* [GOAL OF THE EXERCISE] Copy out, exactly as written, only the line containing "Task: give one point on each instance of the grassy" and the lines after it through the end of the records.

* [EXTRACTED RECORDS]

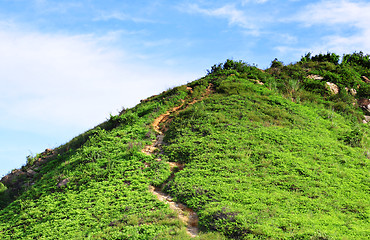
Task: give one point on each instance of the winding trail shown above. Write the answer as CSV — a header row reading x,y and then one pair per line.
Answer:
x,y
185,214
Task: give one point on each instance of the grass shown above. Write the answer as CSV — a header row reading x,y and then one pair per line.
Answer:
x,y
283,160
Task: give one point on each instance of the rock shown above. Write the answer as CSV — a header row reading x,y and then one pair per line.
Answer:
x,y
353,91
13,178
365,79
333,88
30,173
315,77
63,183
367,118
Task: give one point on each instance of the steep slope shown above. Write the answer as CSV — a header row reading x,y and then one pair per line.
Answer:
x,y
259,154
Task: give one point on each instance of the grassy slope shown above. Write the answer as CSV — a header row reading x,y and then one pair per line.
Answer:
x,y
258,165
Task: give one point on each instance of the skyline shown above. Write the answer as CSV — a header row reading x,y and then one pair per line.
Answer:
x,y
66,66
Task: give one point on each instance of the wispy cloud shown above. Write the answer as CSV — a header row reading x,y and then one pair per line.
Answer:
x,y
64,81
229,12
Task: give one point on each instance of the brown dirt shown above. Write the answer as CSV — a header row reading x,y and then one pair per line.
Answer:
x,y
185,214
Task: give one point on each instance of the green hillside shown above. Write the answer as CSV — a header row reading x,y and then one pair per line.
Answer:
x,y
257,154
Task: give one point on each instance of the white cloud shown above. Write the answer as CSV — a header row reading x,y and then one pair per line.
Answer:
x,y
340,16
121,17
52,81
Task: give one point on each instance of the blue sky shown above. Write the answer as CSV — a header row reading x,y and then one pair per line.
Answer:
x,y
66,65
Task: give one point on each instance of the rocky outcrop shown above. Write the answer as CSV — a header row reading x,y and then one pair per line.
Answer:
x,y
63,182
333,88
364,103
19,177
315,77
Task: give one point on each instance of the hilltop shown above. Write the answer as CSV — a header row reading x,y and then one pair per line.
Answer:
x,y
241,153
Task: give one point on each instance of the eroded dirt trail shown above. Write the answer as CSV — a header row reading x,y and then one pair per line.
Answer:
x,y
185,214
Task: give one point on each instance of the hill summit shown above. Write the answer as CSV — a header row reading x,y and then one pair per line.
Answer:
x,y
241,153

* [REPLY TO THE TASK]
Task: give one point on each instance of the grassy slope shown above. Write the answer as CSV — a header row reading x,y and then one pair per line.
Answer:
x,y
258,165
Task: give one point on each instance of the skyline shown above. Write the answer as CSV — a header row reading x,y and then one pair per line.
Answer:
x,y
66,66
Task: give one point on each instance of the wispy cloud shown above. Write the answer as CSV — a header row reading x,y and then one pair per line.
Answer:
x,y
64,81
229,12
Task: give one point on each instance of the brown dirt shown above. Write the answer as CSV — a header row reading x,y and then one pair per line.
Answer:
x,y
185,214
Task: give one point on each instance of the green hillside shown above. Write the answer as CSV — a header row reading x,y and then one pair per line.
Answer:
x,y
257,154
Task: give one point on each instance of the white cloud shown above. Write the answer as CSV — a header row reading x,y and then one pair per line.
Answer:
x,y
340,16
121,17
52,81
Task: give one point on each instance of the blue sky shown above. Write the answer as CSV — a header row reading x,y and then one pair per line.
Answer:
x,y
66,65
Task: give one point on each instance of the rocky outcrop shown above. Write the answer as CSV — a header row reading x,y and then one pair per line.
Answer:
x,y
63,182
333,88
364,103
19,177
315,77
Task: give one point on each instance of the hilltop shown above. Write the answer as CSV — a header row reading x,y and then one pair per line.
Answer:
x,y
241,153
Task: give one point on each instance of the eroded dirt trail shown above. Write the answer as CSV — a header row reading x,y and then one pair per line.
Answer:
x,y
185,214
Task: give one point on each instance of the hill summit shown above. Write the answer as CSV — a header row reading x,y and then one pair per line.
Answer:
x,y
241,153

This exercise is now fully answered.